EXTRACT PROVIDED:
So we decided to get out of Thailand and get to our next destination, Laos! We headed to the border crossing of Chiang Kong and got a boat across the Mekong to Huay Xia which took a mere 5 minutes. As soon as we arrived at the other side we passed through immigration and got our visa’s processed. I was really hot, tired and disorientated, especially by the change in currency. 1 pound is equal to 13000 Laos kip so it was a lot to try and get my head around. I grudgingly changed my Thai baht that I’d got so used to and was given a great wad of notes, with the greatest value note (50,000) being worth about 4 pounds. Overall the border crossing was successful, I was slightly wary from hearing other travellers horror stories of being massively ripped off but although things seemed strange, everyone was really helpful and we got our visa’s without any hassle or extra costs.

From Huay Xia we got the slow boat to Luang Prabang, which takes two days along the Mekong with an overnight stop at a place called Pak Beng. We were all dreading two days on a tiny boat with not enough seating but it turned out to be an amazing experience and we met lots of really cool people who we ended up celebrating Jewish New Year with 2 nights later. We all bonded over card games and Lao Beer, and the magnificent views of the Mekong river. When we arrived at Luang we were almost disappointed to be leaving our little boat family behind.

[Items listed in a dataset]

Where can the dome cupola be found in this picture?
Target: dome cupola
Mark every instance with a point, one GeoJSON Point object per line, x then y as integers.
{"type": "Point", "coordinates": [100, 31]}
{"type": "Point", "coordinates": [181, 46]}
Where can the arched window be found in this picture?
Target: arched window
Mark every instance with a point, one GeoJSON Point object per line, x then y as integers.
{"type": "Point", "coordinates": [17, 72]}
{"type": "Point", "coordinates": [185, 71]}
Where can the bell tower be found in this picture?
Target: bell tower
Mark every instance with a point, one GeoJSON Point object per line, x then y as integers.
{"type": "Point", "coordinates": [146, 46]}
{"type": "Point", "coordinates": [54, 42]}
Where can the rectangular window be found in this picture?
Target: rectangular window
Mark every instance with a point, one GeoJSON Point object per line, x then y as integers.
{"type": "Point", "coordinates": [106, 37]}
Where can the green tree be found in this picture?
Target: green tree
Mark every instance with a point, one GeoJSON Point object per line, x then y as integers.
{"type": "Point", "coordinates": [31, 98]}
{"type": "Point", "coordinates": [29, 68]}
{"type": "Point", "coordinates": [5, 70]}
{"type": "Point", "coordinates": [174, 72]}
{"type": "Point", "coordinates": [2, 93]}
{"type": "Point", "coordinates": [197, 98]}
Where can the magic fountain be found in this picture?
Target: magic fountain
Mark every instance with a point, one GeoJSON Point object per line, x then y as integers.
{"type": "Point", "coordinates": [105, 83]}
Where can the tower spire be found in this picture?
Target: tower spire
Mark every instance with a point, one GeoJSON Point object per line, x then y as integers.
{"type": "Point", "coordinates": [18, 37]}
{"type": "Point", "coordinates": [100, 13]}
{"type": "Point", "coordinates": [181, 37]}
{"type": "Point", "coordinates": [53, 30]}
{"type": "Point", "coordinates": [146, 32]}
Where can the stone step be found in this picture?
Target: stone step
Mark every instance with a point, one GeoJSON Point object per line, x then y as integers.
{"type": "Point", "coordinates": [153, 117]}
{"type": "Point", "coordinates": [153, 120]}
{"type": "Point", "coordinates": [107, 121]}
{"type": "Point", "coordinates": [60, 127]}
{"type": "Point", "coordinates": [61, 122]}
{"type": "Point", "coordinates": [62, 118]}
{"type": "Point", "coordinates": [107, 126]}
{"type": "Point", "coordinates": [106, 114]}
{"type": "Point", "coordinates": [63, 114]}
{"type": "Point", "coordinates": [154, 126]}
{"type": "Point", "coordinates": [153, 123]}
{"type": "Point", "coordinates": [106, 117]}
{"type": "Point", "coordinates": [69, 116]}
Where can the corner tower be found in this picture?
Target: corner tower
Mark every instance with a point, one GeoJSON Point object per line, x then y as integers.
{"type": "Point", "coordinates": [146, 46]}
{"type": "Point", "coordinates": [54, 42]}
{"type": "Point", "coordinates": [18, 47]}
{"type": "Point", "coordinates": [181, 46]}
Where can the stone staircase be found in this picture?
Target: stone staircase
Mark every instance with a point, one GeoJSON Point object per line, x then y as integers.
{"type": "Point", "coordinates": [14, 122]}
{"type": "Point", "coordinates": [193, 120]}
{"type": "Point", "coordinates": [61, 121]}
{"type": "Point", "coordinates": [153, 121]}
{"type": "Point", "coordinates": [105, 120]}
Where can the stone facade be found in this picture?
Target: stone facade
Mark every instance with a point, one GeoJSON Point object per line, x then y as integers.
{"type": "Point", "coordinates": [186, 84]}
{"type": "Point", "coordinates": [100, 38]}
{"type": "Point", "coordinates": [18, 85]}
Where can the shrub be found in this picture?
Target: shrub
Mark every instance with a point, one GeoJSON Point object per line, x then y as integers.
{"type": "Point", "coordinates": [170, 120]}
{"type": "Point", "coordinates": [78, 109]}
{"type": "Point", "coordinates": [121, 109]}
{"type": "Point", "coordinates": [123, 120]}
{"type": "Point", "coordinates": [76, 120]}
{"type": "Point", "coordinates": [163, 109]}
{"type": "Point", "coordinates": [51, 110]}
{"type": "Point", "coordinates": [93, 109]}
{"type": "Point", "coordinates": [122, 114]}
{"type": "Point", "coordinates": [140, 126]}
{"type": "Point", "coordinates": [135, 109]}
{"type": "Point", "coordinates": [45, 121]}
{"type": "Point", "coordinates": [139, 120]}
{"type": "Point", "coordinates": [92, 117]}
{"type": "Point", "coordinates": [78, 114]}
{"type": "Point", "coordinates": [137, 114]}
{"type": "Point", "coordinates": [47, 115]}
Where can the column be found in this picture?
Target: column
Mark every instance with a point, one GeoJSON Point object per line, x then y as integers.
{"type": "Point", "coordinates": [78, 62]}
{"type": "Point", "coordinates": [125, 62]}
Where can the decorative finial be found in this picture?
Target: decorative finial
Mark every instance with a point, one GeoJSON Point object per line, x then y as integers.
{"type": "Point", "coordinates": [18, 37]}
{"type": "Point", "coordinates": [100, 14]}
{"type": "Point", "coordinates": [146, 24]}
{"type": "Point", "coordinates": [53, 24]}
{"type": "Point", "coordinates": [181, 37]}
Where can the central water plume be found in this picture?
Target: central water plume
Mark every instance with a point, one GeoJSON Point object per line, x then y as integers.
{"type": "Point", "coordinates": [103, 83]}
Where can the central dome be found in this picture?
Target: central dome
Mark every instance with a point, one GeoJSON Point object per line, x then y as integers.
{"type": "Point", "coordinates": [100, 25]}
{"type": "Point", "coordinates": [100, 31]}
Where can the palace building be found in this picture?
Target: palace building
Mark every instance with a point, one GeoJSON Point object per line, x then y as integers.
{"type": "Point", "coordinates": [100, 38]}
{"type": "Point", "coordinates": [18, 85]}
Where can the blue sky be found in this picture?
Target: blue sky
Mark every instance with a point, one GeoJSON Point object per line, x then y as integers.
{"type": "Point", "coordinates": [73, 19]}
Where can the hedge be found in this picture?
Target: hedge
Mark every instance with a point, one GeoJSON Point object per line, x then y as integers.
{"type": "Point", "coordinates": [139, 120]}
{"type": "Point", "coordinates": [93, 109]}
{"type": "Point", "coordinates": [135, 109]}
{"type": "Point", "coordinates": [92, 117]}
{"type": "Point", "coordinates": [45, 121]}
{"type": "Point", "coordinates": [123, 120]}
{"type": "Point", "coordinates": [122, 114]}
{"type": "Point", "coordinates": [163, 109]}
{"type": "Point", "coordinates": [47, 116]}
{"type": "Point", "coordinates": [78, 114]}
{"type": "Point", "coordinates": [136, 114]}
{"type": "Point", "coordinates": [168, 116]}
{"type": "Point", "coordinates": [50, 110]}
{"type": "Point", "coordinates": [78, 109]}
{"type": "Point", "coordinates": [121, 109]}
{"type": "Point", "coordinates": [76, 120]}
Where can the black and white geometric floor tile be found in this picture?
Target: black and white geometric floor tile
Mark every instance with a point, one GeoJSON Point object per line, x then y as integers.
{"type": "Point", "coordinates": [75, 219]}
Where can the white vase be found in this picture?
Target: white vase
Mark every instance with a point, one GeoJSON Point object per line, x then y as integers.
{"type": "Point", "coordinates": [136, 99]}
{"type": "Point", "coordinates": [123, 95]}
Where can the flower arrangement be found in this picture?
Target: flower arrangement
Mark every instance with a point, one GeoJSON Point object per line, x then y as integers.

THE PROBLEM:
Say whether each statement agrees with the travel account, answering yes or no and quoting the deciding words: (a) The boat across the Mekong to Huay Xia took five minutes. (b) The slow boat to Luang Prabang made the trip in a single day. (c) Getting the visas involved extra costs. The listing has no connection to the travel account.

COMPLETED TASK:
(a) Yes: "got a boat across the Mekong to Huay Xia which took a mere 5 minutes"
(b) No: "which takes two days along the Mekong with an overnight stop at a place called Pak Beng"
(c) No: "we got our visa’s without any hassle or extra costs"